*Exercise aim*
Which lines of the records below contain the word "Target"? Report each of them in full.

*Recorded information*
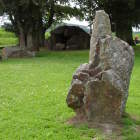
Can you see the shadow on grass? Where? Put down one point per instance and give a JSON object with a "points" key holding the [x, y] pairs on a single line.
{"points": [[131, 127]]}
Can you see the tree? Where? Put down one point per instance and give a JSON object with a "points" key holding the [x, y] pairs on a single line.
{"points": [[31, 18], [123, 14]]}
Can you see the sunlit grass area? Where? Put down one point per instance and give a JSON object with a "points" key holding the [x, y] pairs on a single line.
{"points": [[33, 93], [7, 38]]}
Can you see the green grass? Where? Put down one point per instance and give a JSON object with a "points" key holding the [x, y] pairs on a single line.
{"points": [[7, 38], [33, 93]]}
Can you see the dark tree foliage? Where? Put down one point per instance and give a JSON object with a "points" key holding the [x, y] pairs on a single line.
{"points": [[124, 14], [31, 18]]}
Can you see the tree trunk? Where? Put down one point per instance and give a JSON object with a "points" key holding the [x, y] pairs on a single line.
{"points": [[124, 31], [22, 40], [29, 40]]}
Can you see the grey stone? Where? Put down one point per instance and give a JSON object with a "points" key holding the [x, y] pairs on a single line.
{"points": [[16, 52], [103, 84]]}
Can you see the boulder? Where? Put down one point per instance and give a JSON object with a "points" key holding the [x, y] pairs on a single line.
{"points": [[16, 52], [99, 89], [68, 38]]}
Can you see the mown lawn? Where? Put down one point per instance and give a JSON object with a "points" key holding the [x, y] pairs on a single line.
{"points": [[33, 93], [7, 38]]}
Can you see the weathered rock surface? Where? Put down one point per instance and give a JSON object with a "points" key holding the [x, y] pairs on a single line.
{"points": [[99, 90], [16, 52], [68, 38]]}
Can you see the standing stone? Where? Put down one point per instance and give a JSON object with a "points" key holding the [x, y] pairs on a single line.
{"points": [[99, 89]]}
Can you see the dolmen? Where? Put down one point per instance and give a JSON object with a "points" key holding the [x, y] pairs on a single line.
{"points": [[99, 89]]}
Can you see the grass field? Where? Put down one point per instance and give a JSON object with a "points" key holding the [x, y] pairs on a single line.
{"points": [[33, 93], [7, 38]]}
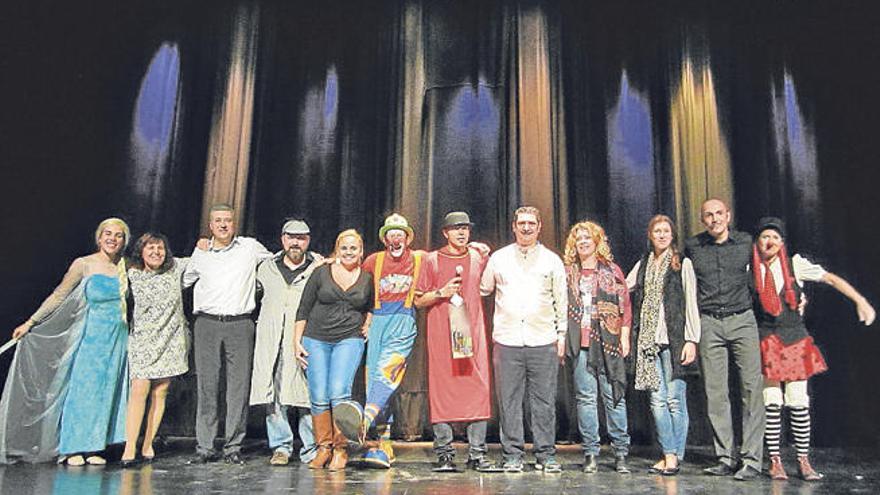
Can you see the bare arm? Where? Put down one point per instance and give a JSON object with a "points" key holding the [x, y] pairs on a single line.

==

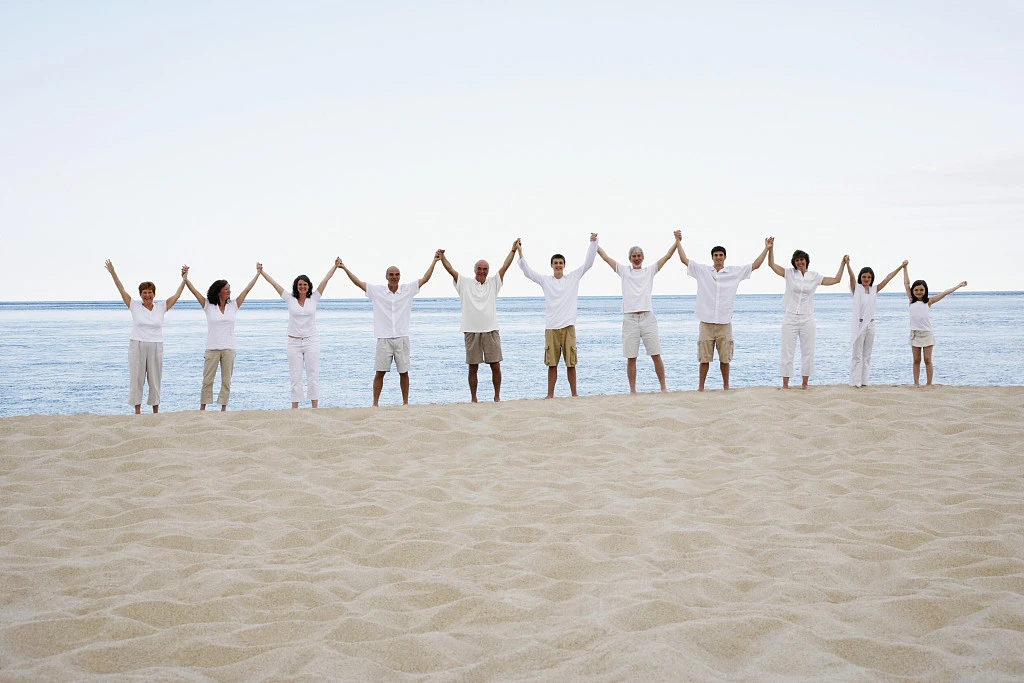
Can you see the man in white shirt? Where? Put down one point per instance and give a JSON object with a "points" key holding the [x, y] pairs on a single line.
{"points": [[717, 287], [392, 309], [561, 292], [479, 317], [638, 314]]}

...

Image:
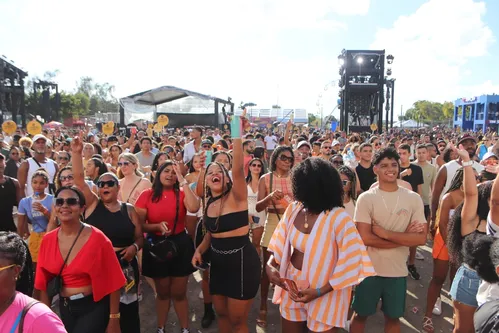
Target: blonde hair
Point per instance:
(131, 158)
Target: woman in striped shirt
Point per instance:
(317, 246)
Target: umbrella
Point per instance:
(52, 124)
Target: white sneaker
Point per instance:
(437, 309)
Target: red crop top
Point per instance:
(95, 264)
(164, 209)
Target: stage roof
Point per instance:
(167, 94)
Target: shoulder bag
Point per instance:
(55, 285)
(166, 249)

*Reply*
Target: blonde hair
Target: woman in striped shirt
Target: umbrella
Target: white sneaker
Target: red crop top
Target: stage roof
Target: shoulder bag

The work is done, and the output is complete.